_PROBLEM DETAILS_
Pick out every row below that contains the word "shorts" and copy each one in full.

_DATA EXTRACT_
* BEGIN *

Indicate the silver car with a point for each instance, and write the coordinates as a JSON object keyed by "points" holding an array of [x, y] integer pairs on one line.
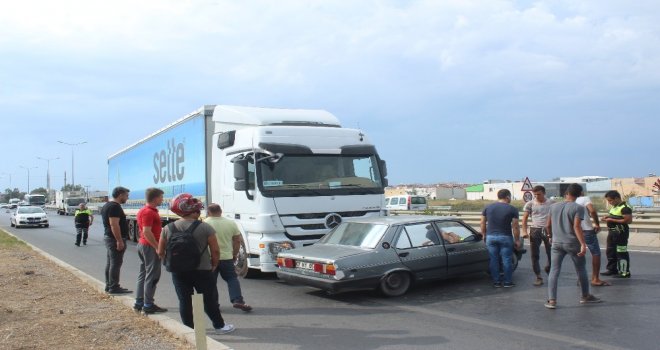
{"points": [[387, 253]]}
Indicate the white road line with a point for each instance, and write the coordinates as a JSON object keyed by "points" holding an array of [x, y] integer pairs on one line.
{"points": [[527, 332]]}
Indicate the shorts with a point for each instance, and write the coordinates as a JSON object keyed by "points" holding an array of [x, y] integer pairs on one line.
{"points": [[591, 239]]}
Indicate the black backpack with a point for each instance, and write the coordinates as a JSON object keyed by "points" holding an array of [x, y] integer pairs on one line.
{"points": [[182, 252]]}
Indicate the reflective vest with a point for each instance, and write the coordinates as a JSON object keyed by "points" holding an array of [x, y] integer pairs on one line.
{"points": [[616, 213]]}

* END *
* BEGIN *

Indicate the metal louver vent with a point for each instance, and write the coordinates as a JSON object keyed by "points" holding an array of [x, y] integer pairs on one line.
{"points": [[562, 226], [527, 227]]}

* END *
* BEGIN *

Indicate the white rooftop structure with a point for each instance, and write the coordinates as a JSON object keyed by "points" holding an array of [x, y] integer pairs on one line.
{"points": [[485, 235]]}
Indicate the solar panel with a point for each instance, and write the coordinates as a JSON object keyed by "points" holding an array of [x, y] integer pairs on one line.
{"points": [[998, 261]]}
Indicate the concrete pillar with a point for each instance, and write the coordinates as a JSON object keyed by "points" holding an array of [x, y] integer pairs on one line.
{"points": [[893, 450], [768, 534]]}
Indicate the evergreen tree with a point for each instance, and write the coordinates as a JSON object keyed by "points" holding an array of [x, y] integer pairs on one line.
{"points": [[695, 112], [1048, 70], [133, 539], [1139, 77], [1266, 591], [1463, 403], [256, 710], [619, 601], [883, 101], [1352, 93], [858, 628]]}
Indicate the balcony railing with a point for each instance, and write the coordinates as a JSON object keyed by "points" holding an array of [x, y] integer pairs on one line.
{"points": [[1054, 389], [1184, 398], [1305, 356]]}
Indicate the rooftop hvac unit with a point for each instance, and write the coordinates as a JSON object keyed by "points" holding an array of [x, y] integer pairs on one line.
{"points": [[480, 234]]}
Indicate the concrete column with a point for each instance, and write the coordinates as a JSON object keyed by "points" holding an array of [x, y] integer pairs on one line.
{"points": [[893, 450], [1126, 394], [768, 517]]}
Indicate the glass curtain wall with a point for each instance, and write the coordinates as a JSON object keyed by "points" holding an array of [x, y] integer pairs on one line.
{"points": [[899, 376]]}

* END *

_RESPONSE BELOW_
Indicate the shorts with a point for each instance, and write the coordinates as a JSON object keyed by "points" holding an array of [x, y] integer pairs on one line.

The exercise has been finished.